Jobs
(A) In the blog excerpt below, how have the two writers composed every single post?
(B) From the blog excerpt below, set down word for word the part that opens with the words containing "1106 blogs later" and closes with "have given ourselves.".
(C) Resume the blog excerpt below, about writing 1106 posts together, from the point where it stops.

1106 blogs later – in the context of the mélange – and we are just as committed now as we were then. in these tens of hundreds of posts, we have been both succinct and verbose, grateful and snarky, questioning and certain. mostly, we have sat next to each other – every single post – typed on laptops and read aloud to the other what the chosen image evoked. it has been an absolute gift.

from an analytical standpoint, we can see that people all over the world are reading. we marvel at the number of countries where someone has opened up what we have blathered. it is not without wonder that we -every so often- hear from someone from afar. and then, there are those days that the analytics suggest perhaps no one is interested and our writing is for naught. yet, we write anyway. because, we have discovered, this is for us – a gift we have given ourselves.

Raw data
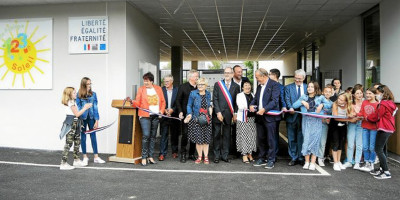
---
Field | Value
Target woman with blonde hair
[331,92,353,171]
[76,77,105,165]
[184,78,212,164]
[236,81,257,163]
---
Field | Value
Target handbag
[196,108,210,126]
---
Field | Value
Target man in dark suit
[158,75,180,161]
[229,65,250,157]
[285,69,307,166]
[213,67,240,163]
[269,69,286,159]
[176,69,199,163]
[250,68,281,169]
[232,65,250,92]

Responses per task
(A) They have sat next to each other, typed on laptops, and read aloud to the other what the chosen image evoked.

(B)
1106 blogs later – in the context of the mélange – and we are just as committed now as we were then. in these tens of hundreds of posts, we have been both succinct and verbose, grateful and snarky, questioning and certain. mostly, we have sat next to each other – every single post – typed on laptops and read aloud to the other what the chosen image evoked. it has been an absolute gift.

from an analytical standpoint, we can see that people all over the world are reading. we marvel at the number of countries where someone has opened up what we have blathered. it is not without wonder that we -every so often- hear from someone from afar. and then, there are those days that the analytics suggest perhaps no one is interested and our writing is for naught. yet, we write anyway. because, we have discovered, this is for us – a gift we have given ourselves.

(C)
in the beginning our monday-friday topics included two cartoon days: chicken marsala monday and flawed cartoon wednesday. those days have since morphed and changed into merely-a-thought monday and not-so-flawed (and sometimes flawed) wednesday. in the beginning, too, every day had products i designed for that day. we had (actually, still have) five stores on society6 where people could purchase prints and canvases and tote bags, mugs and phone cases, throw pillows and leggings and shirts with our original work. hundreds upon hundreds upon hundreds of products. and so much fun to design. we have featured morsels of david’s paintings and youtubes or mp3s of my music, tiny snippets of color and texture and devoted artistry. we dove into the telling-the-tale of these pieces and we have shared the soul of our work.

soon it will be a year since we first added saturday morning smack-dab, our smack-dab-in-the-middle-of-middle-age cartoon. we’ll be setting up an additional separate page for smack-dab, the cartoon. some people want less words and that will be the place to go for the less-is-more approach. this cartoon is one of the delights of my week and the scripting, layout, colorizing, design work give me a distinct honor of co-cartoonist.

we have learned – in this practice – to photograph, to look, to listen – even more carefully and intently than before. so much to notice, to pay attention to. life is about how you take it in and respond to it all.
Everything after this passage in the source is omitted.